Extrait du texte

La rencontre de Haydn, le philosophe, et de Raphaël Pidoux, le sensible

Sagesse et jeunesse de la musique de Haydn

Après une première jeunesse difficile, Franz Joseph Haydn (1732-1802) trouve enfin une situation professionnelle réellement stable au service du prince Esterhazy en 1761. Il avait ainsi à sa disposition un petit orchestre composé d’excellents musiciens, dont le violoncelliste Jospeh Weigl. Haydn lui compose en 1762 son premier Concerto pour violoncelle. Deux ans plus tard, il compose sa Symphonie n°22. Bien que le compositeur autrichien ait « inventer » le genre de la symphonie, celle-ci présente une structure toute particulière : le premier mouvement, au lieu d’être un joyeux allegro, est une longue introduction adagio méditative. Cette atmosphère apaisée et réfléchie, confrontant l’homme face à l’immensité des harmonies et du cosmos, vaut le surnom de la symphonie : « Le Philosophe ». L’œuvre est ainsi toute choisie pour ce premier concert de l’après-midi du premier week-end du Festival d’Ambronay, dont la programmation est construite autour du troisième volet du triptyque Vibrations : Cosmos.

Le festival accueille pour ce concert le Jeune orchestre de l’Abbaye, en résidence à l’Abbaye aux Dames de Saintes, véritable cousin de l’Académie baroque européenne d’Ambronay. Les jeunes musiciens, qui perfectionnent leur interprétation sur instruments anciens, accompagnent leur directeur artistique, le violoncelliste Raphaël Pidoux, dans ce programme dédié à ces œuvres du jeune Haydn. L’Andante du Concerto pour violoncelle en la mineur de Carl Philipp Emanuel Bach (1714-1788) fait office de transition entre la sereine symphonie et le fougueux concerto de Haydn.

L’Adagio de la Symphonie n°22 débute par un dialogue sage en choral entre les deux cors et les deux hautbois, tandis que les basses déroulent une mélodie imperturbable, régulière et stable. Les violons semblent commenter ce choral en faisant évoluer l’harmonie, créant une atmosphère toute particulière, quasi irréelle. La direction musicale de ce mouvement, assez statique, n’est certainement pas évidente à faire vivre. L’orchestre, sans chef, réussi toutefois à ne pas laisser l’auditeur tomber dans l’ennui en impulsant régulièrement une énergie équilibrée, que l’on retrouve un peu plus fougueuse dans le mouvement suivant Presto. Les intentions des instrumentistes s’y montrent contrastées et parfois même taquines. Après la sage danse du Menuetto, le Presto clôt la symphonie dans une ambiance cynégétique, entre la frénésie des archets des violons et les appels sautillants des cors.

[Enregistrements du jeu de données]
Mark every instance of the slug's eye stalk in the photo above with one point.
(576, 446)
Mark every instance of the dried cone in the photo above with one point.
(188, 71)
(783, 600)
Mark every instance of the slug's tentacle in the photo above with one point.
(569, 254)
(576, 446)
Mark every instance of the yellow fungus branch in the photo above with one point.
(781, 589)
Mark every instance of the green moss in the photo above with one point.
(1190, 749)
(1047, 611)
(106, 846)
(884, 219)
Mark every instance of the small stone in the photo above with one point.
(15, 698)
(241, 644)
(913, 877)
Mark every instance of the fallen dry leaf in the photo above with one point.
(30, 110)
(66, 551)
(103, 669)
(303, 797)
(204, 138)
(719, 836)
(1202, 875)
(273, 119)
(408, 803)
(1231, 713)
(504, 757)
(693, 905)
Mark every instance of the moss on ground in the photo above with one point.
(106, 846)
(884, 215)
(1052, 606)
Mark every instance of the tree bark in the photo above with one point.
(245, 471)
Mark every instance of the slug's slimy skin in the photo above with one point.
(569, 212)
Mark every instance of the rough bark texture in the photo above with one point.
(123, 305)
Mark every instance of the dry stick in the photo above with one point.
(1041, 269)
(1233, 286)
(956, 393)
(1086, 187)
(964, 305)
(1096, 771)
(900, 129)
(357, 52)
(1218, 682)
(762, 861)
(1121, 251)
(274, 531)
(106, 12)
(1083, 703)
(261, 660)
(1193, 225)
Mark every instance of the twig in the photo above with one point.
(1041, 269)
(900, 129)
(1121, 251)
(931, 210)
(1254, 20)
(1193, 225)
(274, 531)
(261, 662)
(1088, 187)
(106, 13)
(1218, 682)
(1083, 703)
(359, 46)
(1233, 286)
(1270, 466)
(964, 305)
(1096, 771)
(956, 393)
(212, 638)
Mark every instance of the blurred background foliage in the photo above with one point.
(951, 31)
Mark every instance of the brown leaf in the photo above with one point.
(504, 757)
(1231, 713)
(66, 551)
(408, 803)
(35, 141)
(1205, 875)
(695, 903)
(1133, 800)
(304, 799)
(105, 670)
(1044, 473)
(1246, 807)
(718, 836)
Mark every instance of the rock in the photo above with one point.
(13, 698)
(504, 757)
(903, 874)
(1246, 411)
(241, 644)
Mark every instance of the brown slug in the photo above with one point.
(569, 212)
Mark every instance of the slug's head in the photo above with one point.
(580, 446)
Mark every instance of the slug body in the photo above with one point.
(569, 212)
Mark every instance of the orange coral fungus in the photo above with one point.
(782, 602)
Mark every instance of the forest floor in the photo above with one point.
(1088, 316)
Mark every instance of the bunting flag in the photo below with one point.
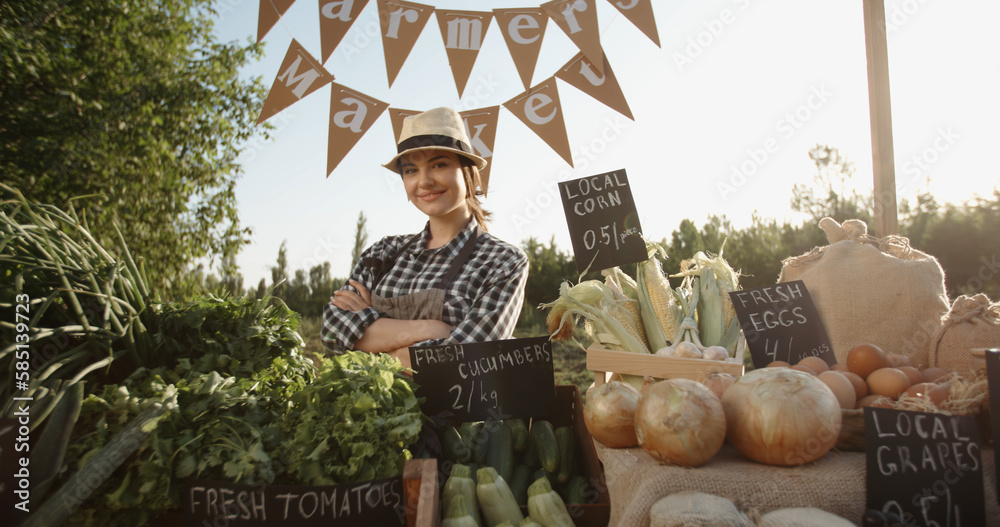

Exercices
(a) Les affirmations suivantes concordent-elles avec le texte sur Haydn et Raphaël Pidoux ? (i) Haydn entre au service du prince Esterhazy en 1761. (ii) Le Jeune orchestre de l'Abbaye est en résidence à Ambronay. (iii) La Symphonie n°22 se termine par le Menuetto.
(b) Donnez la suite du texte sur Haydn et Raphaël Pidoux, à partir de l'endroit où il s'arrête.

Réponses dans l'ordre
(a)
(i) Oui : « au service du prince Esterhazy en 1761 ».
(ii) Non : « en résidence à l’Abbaye aux Dames de Saintes ».
(iii) Non : « le Presto clôt la symphonie ».

(b)
Raphaël Pidoux se place ensuite sur le devant de la scène pour le mouvement lent du Concerto pour violoncelle de C.P.E. Bach. Après la sombre introduction de l’orchestre, le violoncelliste montre sa fine maîtrise du son de son instrument, un Goffredo Cappa de 1680 : jouant souvent sul ponte (tout proche du chevalet), les notes sont riches en harmoniques, aidant la projection du son et produisant un son tendu, idéal pour interpréter ce beau chant désespéré. Le discours change radicalement avec le premier mouvement Moderato du Concerto pour violoncelle de Haydn : le violoncelliste y fait entendre un discours franc et décidé, exhortant fréquemment ses jeunes musiciens à tenir un tempo allant et énergique. S’ils y parviennent sans soucis lors des tutti, ils semblent cependant perdre un peu en légèreté lors des parties concerti. Le deuxième mouvement Adagio ne manque assurément pas de caractère. Raphaël Pidoux propose une interprétation qui lui est personnelle et assumée, toujours au service de la mélodie. L’interprétation en est très convaincante. La cohérence globale de l’approche de l’œuvre amène intelligemment l’auditeur au vif et emporté Finale, qui mérite les chaleureux applaudissements du public.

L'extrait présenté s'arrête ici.